Supplied data
## begin

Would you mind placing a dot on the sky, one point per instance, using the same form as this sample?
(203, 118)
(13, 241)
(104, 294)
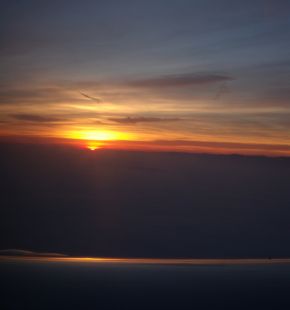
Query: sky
(190, 76)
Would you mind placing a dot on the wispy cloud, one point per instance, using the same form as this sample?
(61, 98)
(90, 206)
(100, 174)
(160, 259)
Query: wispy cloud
(98, 100)
(35, 118)
(135, 120)
(180, 80)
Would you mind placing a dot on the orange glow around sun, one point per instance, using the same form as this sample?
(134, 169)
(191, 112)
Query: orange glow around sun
(96, 139)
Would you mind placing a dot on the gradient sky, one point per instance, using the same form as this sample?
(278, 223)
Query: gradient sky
(210, 76)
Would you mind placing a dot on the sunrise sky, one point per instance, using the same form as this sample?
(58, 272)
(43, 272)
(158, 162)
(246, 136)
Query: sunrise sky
(148, 75)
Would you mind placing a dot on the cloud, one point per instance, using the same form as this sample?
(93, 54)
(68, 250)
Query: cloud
(98, 100)
(34, 118)
(135, 120)
(17, 252)
(180, 80)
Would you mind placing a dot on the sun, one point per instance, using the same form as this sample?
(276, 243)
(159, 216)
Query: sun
(94, 145)
(97, 139)
(97, 135)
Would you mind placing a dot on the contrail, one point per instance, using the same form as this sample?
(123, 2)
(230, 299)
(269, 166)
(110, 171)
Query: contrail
(98, 100)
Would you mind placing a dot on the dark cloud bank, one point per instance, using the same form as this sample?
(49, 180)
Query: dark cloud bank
(130, 204)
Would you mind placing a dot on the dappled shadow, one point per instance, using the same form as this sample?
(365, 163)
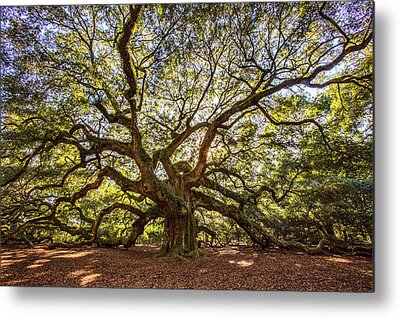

## end

Task prompt
Copy out all of the lines above verbatim, omitting the pictures.

The response
Would you mind placing a dot on the sky, one point per instance, using the same form as this sample?
(203, 118)
(13, 241)
(104, 294)
Query: sky
(190, 76)
Would you mind placing a dot on the wispy cloud, one point per instance, using the same form as this sample?
(61, 98)
(90, 206)
(100, 174)
(160, 259)
Query: wispy cloud
(98, 100)
(35, 118)
(135, 120)
(180, 80)
Would you mind placing a dot on the orange glow around sun, one point per instance, using the same form as this sample?
(134, 169)
(191, 112)
Query: orange glow around sun
(96, 139)
Would you mind placing a dot on the gradient sky, one point per instance, using the same form as this sample?
(278, 223)
Query: gradient sky
(210, 76)
Would you mind placing a dot on the sunrise sky, one point per instance, using the same form as this sample?
(58, 272)
(43, 272)
(158, 162)
(246, 136)
Query: sunrise sky
(148, 75)
Would you mind placing a dot on the cloud, one point per instance, using the same form as this sample?
(93, 54)
(68, 250)
Query: cloud
(98, 100)
(34, 118)
(135, 120)
(17, 252)
(180, 80)
Would you mind placing a dot on the sun, one point per instance, using the same form as this sample?
(276, 243)
(159, 216)
Query: sun
(94, 145)
(97, 139)
(97, 135)
Would you mind placing a dot on the contrail, one point per instance, using the same form as this sample?
(123, 2)
(230, 299)
(269, 166)
(110, 171)
Query: contrail
(98, 100)
Would you mind placing a dot on the dark cloud bank, one point per instance, using the same form as this sample?
(49, 180)
Query: dark cloud bank
(130, 204)
Would you mind placing a dot on the dappled shadow, one point per instance, using the same form as this sample?
(365, 163)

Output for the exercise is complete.